Reproduce the records below exactly, but only between the lines holding "TARGET: range hood vent" and "TARGET: wall chimney range hood", inclusive.
::::::
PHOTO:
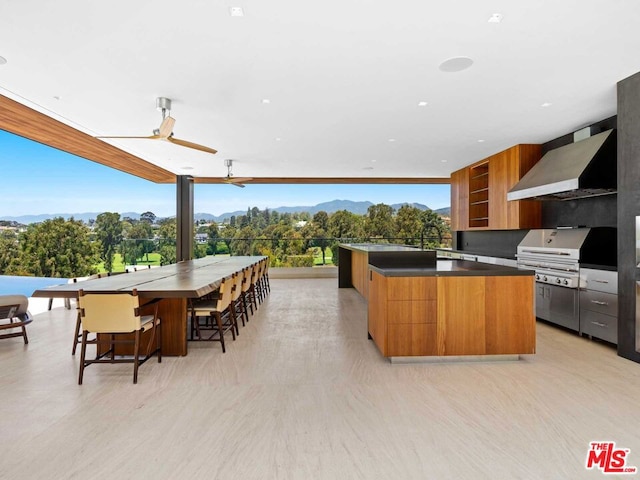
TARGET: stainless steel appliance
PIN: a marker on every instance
(555, 255)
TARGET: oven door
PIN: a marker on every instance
(558, 305)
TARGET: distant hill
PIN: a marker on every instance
(85, 217)
(359, 208)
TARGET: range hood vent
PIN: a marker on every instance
(586, 168)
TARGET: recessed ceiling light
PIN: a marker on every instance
(456, 64)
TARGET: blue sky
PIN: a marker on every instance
(39, 179)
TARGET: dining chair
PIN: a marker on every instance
(237, 305)
(115, 318)
(205, 311)
(13, 309)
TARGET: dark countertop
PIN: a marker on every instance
(453, 268)
(608, 268)
(382, 247)
(477, 254)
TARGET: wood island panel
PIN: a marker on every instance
(377, 318)
(417, 339)
(411, 288)
(360, 271)
(411, 311)
(509, 327)
(461, 316)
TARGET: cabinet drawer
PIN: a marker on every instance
(411, 288)
(599, 326)
(600, 302)
(599, 280)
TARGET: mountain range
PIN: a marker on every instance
(359, 208)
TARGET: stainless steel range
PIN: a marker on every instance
(556, 255)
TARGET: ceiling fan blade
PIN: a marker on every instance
(150, 137)
(195, 146)
(166, 127)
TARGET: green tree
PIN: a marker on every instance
(379, 221)
(435, 229)
(409, 224)
(108, 229)
(321, 219)
(346, 225)
(148, 217)
(9, 251)
(242, 241)
(138, 242)
(58, 248)
(212, 239)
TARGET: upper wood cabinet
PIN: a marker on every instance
(479, 192)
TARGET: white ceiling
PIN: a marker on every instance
(343, 77)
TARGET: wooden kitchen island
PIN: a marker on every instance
(444, 308)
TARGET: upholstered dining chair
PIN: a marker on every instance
(115, 318)
(13, 310)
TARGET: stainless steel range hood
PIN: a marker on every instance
(585, 168)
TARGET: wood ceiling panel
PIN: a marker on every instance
(332, 180)
(26, 122)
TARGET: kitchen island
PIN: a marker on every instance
(445, 308)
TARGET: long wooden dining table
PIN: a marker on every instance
(173, 284)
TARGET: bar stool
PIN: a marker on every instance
(218, 309)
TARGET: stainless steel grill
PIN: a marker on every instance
(555, 255)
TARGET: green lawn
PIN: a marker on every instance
(328, 257)
(118, 266)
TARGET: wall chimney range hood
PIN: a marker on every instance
(585, 168)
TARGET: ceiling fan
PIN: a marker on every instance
(165, 131)
(236, 181)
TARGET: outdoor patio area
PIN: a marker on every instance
(303, 394)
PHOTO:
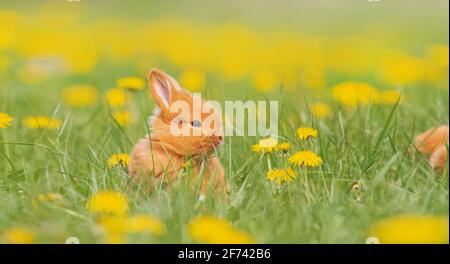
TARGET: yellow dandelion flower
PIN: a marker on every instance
(146, 224)
(282, 147)
(265, 145)
(79, 95)
(320, 110)
(118, 159)
(131, 83)
(19, 236)
(35, 122)
(192, 80)
(5, 120)
(50, 197)
(411, 229)
(115, 238)
(116, 97)
(123, 118)
(265, 81)
(352, 94)
(306, 132)
(108, 202)
(213, 230)
(280, 176)
(305, 158)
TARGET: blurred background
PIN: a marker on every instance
(312, 44)
(73, 102)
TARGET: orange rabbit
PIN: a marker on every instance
(434, 142)
(163, 154)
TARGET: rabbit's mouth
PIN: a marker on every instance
(216, 140)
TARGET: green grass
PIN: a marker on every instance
(368, 144)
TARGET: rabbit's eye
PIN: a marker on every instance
(196, 123)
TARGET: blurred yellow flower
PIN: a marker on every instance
(265, 81)
(35, 122)
(265, 145)
(79, 95)
(213, 230)
(320, 110)
(115, 238)
(305, 158)
(5, 120)
(116, 97)
(123, 118)
(411, 229)
(4, 64)
(146, 224)
(50, 197)
(108, 202)
(306, 132)
(354, 93)
(131, 83)
(280, 176)
(118, 159)
(282, 147)
(19, 236)
(193, 80)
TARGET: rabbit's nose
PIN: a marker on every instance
(216, 137)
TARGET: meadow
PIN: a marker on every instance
(74, 101)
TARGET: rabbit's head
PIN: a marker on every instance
(183, 122)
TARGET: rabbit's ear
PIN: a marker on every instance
(162, 87)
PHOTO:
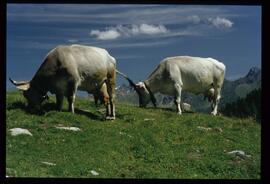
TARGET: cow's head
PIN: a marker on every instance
(209, 94)
(144, 95)
(33, 97)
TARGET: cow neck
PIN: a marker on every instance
(153, 99)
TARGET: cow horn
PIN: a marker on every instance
(22, 85)
(131, 83)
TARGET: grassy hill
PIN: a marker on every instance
(140, 143)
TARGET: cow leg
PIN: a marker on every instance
(106, 97)
(71, 100)
(59, 101)
(96, 97)
(71, 92)
(112, 101)
(216, 101)
(178, 98)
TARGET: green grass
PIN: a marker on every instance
(140, 143)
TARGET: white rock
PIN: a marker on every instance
(95, 173)
(123, 133)
(18, 131)
(148, 119)
(185, 107)
(48, 163)
(204, 128)
(68, 128)
(239, 153)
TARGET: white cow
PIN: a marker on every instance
(192, 74)
(68, 68)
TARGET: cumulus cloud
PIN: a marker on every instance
(194, 18)
(109, 34)
(220, 22)
(127, 31)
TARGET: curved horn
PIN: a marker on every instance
(17, 83)
(131, 83)
(22, 85)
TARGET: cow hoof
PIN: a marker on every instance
(110, 118)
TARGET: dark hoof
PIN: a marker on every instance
(110, 118)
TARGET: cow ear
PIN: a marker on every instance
(23, 87)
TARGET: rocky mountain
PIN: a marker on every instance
(231, 91)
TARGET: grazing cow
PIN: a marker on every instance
(68, 68)
(192, 74)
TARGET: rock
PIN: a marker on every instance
(186, 107)
(150, 119)
(95, 173)
(19, 131)
(204, 128)
(49, 163)
(238, 153)
(68, 128)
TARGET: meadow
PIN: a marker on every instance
(140, 143)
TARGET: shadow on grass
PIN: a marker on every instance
(168, 109)
(47, 107)
(88, 114)
(16, 105)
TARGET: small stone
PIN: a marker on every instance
(95, 173)
(49, 163)
(19, 131)
(68, 128)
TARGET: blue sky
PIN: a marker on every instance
(138, 36)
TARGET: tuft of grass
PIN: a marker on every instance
(140, 143)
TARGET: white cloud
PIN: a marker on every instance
(194, 18)
(109, 34)
(73, 40)
(220, 22)
(127, 31)
(152, 29)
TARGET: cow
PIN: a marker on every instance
(68, 68)
(183, 73)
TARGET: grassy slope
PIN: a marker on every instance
(141, 143)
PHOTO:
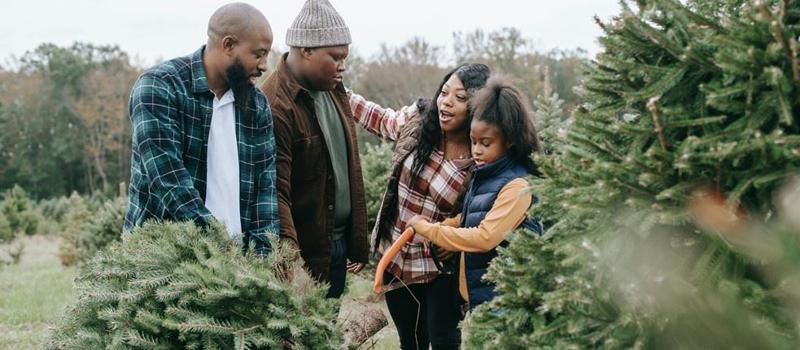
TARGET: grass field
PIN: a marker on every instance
(34, 293)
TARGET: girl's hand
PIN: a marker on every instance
(443, 254)
(354, 267)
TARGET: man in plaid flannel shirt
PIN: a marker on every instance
(195, 118)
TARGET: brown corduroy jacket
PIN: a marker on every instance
(306, 193)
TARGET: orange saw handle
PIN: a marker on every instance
(387, 257)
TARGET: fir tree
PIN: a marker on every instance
(19, 210)
(76, 222)
(682, 97)
(376, 166)
(551, 121)
(175, 286)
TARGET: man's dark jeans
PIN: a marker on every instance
(338, 268)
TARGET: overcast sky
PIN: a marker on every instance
(154, 30)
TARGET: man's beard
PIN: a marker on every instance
(243, 90)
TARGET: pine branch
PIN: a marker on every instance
(651, 105)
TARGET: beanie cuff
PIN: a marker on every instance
(319, 37)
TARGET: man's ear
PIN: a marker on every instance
(229, 42)
(307, 52)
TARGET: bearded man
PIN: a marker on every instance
(203, 142)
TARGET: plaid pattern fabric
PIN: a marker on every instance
(170, 108)
(433, 194)
(383, 122)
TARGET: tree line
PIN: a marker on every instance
(63, 109)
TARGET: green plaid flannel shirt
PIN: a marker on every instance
(170, 108)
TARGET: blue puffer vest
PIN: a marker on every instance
(487, 181)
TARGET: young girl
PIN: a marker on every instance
(503, 137)
(429, 172)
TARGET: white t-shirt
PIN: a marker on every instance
(222, 175)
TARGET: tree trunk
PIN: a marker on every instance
(362, 325)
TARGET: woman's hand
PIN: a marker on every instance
(415, 219)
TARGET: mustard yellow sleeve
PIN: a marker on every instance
(452, 222)
(508, 212)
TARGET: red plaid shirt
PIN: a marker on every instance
(433, 194)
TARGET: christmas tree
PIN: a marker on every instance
(689, 102)
(176, 286)
(551, 120)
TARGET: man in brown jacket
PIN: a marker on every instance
(320, 189)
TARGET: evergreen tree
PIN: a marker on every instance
(6, 234)
(376, 166)
(682, 97)
(85, 239)
(551, 123)
(19, 211)
(175, 286)
(76, 222)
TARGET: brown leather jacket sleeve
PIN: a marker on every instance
(284, 141)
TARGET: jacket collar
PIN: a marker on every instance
(199, 78)
(493, 168)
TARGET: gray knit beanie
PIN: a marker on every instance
(318, 24)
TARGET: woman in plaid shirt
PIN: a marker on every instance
(431, 166)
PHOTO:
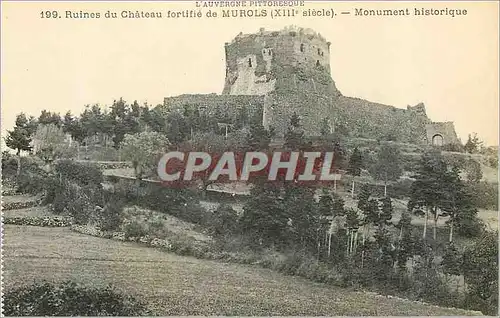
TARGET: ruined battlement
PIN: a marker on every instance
(276, 74)
(263, 62)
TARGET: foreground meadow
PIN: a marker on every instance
(179, 285)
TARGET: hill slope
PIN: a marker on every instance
(177, 285)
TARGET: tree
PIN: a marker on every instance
(325, 128)
(212, 144)
(72, 126)
(19, 138)
(143, 150)
(480, 270)
(264, 218)
(388, 165)
(177, 128)
(405, 244)
(224, 221)
(473, 171)
(294, 137)
(352, 224)
(355, 166)
(428, 190)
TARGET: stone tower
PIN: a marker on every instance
(279, 61)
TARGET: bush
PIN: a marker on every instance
(69, 299)
(224, 221)
(134, 229)
(78, 202)
(485, 194)
(81, 174)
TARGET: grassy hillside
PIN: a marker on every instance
(177, 285)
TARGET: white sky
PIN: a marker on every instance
(450, 64)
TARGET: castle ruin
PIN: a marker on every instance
(275, 74)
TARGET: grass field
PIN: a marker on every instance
(177, 285)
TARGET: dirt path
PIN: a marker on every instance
(177, 285)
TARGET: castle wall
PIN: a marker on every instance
(358, 117)
(261, 63)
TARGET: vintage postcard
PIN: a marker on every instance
(249, 158)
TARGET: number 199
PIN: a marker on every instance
(49, 14)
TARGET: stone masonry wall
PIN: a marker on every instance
(217, 105)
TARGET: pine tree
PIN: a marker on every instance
(355, 166)
(387, 166)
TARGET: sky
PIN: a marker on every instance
(450, 64)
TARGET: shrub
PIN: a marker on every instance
(69, 299)
(134, 229)
(485, 194)
(78, 202)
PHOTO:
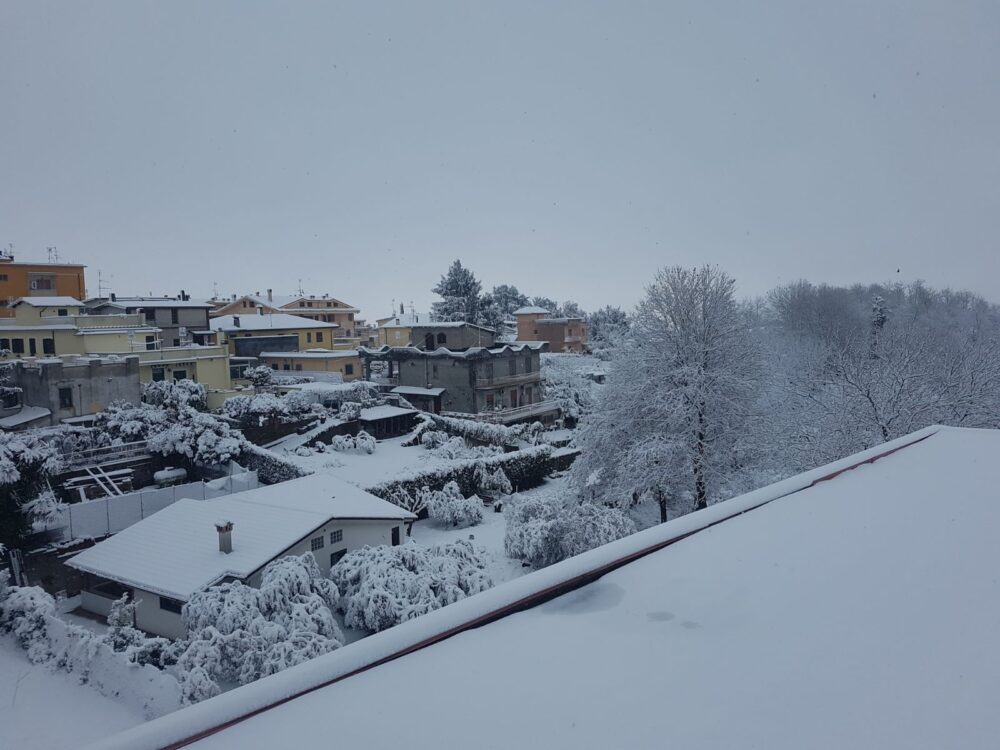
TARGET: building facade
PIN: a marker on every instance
(19, 280)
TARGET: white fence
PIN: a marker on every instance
(109, 515)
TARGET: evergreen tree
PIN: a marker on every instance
(459, 290)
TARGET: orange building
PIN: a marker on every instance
(563, 334)
(19, 279)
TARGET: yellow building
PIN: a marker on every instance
(57, 326)
(249, 335)
(19, 280)
(52, 326)
(346, 362)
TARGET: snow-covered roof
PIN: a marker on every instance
(532, 310)
(412, 390)
(252, 322)
(175, 551)
(374, 413)
(48, 302)
(851, 606)
(314, 354)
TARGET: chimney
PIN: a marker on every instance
(225, 529)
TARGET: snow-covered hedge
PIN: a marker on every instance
(29, 615)
(384, 586)
(451, 508)
(542, 533)
(238, 633)
(482, 432)
(270, 468)
(524, 469)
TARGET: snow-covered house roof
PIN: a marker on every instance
(48, 302)
(280, 321)
(175, 552)
(532, 310)
(851, 606)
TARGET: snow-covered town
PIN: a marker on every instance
(409, 376)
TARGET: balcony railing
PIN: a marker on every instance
(498, 381)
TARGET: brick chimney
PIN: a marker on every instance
(225, 529)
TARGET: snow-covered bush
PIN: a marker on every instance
(175, 394)
(199, 437)
(384, 586)
(240, 633)
(492, 483)
(360, 443)
(543, 532)
(29, 614)
(524, 469)
(451, 508)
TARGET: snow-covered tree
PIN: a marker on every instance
(679, 398)
(459, 291)
(175, 395)
(384, 586)
(451, 508)
(542, 532)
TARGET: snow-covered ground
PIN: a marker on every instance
(40, 710)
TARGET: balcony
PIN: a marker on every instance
(501, 381)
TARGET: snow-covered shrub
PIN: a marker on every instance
(270, 467)
(384, 586)
(360, 443)
(199, 437)
(432, 439)
(492, 483)
(542, 533)
(450, 507)
(240, 633)
(524, 469)
(175, 394)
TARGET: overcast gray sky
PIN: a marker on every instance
(569, 148)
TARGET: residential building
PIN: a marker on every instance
(249, 335)
(853, 606)
(181, 320)
(20, 279)
(346, 364)
(47, 326)
(503, 382)
(162, 560)
(69, 389)
(562, 334)
(323, 308)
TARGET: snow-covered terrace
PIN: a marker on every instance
(856, 605)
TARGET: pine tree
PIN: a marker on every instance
(459, 291)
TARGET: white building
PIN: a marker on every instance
(190, 545)
(853, 606)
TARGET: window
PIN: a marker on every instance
(171, 605)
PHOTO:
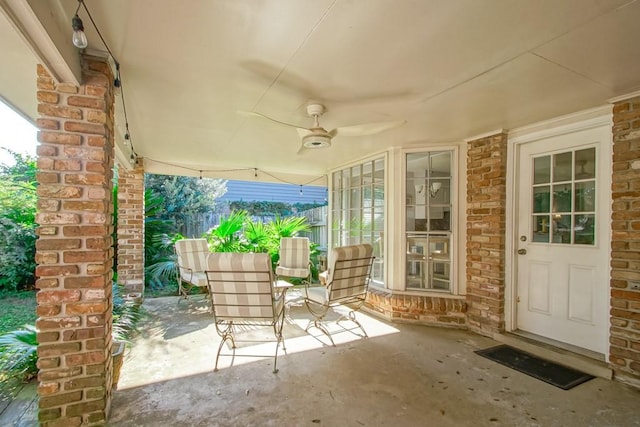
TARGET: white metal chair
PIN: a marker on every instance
(294, 259)
(243, 294)
(347, 282)
(192, 262)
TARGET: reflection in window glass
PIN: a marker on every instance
(562, 198)
(358, 210)
(541, 196)
(584, 230)
(585, 164)
(428, 209)
(542, 170)
(562, 167)
(541, 229)
(574, 192)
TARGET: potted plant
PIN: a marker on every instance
(126, 315)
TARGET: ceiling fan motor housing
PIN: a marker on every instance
(316, 141)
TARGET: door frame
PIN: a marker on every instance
(580, 121)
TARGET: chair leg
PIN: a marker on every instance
(352, 317)
(319, 315)
(225, 334)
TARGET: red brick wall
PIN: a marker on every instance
(130, 231)
(624, 352)
(441, 311)
(486, 197)
(74, 250)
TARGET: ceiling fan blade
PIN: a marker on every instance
(367, 128)
(262, 116)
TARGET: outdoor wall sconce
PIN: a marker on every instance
(79, 38)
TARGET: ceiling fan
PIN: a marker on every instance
(318, 137)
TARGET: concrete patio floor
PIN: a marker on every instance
(402, 375)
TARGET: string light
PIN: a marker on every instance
(79, 38)
(78, 28)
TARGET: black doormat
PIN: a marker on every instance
(549, 372)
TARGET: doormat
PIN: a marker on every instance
(549, 372)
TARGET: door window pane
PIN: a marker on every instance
(562, 198)
(541, 197)
(561, 229)
(584, 230)
(585, 196)
(562, 167)
(542, 170)
(540, 229)
(585, 164)
(573, 198)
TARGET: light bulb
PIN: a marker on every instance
(79, 38)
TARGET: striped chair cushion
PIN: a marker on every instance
(192, 260)
(294, 257)
(241, 285)
(349, 269)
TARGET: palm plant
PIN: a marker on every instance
(126, 315)
(18, 358)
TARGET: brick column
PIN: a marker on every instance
(486, 197)
(74, 250)
(624, 352)
(130, 230)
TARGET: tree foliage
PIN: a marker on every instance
(18, 201)
(265, 208)
(183, 196)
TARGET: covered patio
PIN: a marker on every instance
(488, 150)
(401, 375)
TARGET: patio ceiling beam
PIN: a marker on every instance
(42, 26)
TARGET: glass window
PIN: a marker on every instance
(428, 220)
(564, 198)
(358, 210)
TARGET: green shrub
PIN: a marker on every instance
(18, 359)
(17, 256)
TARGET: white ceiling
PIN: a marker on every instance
(451, 68)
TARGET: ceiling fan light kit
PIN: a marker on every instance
(318, 137)
(316, 141)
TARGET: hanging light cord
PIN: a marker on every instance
(118, 77)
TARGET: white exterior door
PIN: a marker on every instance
(562, 240)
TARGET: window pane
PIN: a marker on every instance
(585, 196)
(541, 197)
(428, 213)
(561, 229)
(585, 164)
(356, 176)
(417, 165)
(440, 164)
(584, 230)
(337, 180)
(378, 171)
(541, 170)
(439, 218)
(562, 167)
(367, 173)
(562, 198)
(378, 196)
(540, 229)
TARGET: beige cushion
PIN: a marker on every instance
(294, 257)
(241, 286)
(348, 273)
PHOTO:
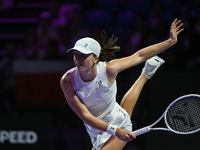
::::::
> Your response:
TARGET: range hood vent
PIN: a marker on every instance
(586, 168)
TARGET: recessed ceiling light
PIN: a marker on every instance
(456, 64)
TARGET: blue sky
PIN: a marker on every instance
(39, 179)
TARGET: dining chair
PIN: a marker on every instance
(237, 305)
(115, 318)
(205, 311)
(13, 309)
TARGET: dark countertop
PIN: a marker on every instance
(453, 268)
(608, 268)
(382, 247)
(477, 254)
TARGET: wood island panel
PIN: a marker on every instance
(377, 318)
(417, 339)
(411, 288)
(360, 271)
(411, 311)
(509, 327)
(461, 316)
TARGET: cabinet drawer
PIN: a marker on every instance
(411, 288)
(599, 326)
(600, 302)
(599, 280)
TARGET: mountain range
PIN: a marker on every instance
(359, 208)
TARGET: stainless steel range
PIN: a marker on every instance
(556, 255)
TARGET: ceiling fan blade
PIN: a marker on every instance
(150, 137)
(195, 146)
(166, 127)
TARGET: green tree
PIN: a marker on every instance
(379, 221)
(435, 229)
(409, 224)
(108, 229)
(321, 219)
(346, 225)
(148, 217)
(9, 251)
(242, 241)
(138, 242)
(58, 248)
(212, 239)
TARGET: upper wood cabinet
PIN: a marker on every instance
(479, 192)
TARGET: white ceiling
PIN: a marker on every instance
(343, 77)
TARGET: wooden kitchen island
PIN: a marker on every instance
(444, 308)
TARGET: upholstered dining chair
PIN: a marker on every instance
(115, 318)
(13, 310)
TARGET: stainless steel range hood
PIN: a marker on every instance
(585, 168)
TARGET: wood ceiling panel
PIN: a marker on every instance
(332, 180)
(26, 122)
TARGET: kitchen island
PIN: a marker on every instance
(445, 308)
TARGET: long wooden dining table
PIN: a marker on every instance
(173, 284)
TARGET: bar stool
PIN: a marker on every instance
(218, 309)
TARGET: stainless steel grill
PIN: a marker on every instance
(555, 255)
TARGET: green lawn
PIN: a marker on every instance
(328, 257)
(118, 266)
TARGET: wall chimney range hood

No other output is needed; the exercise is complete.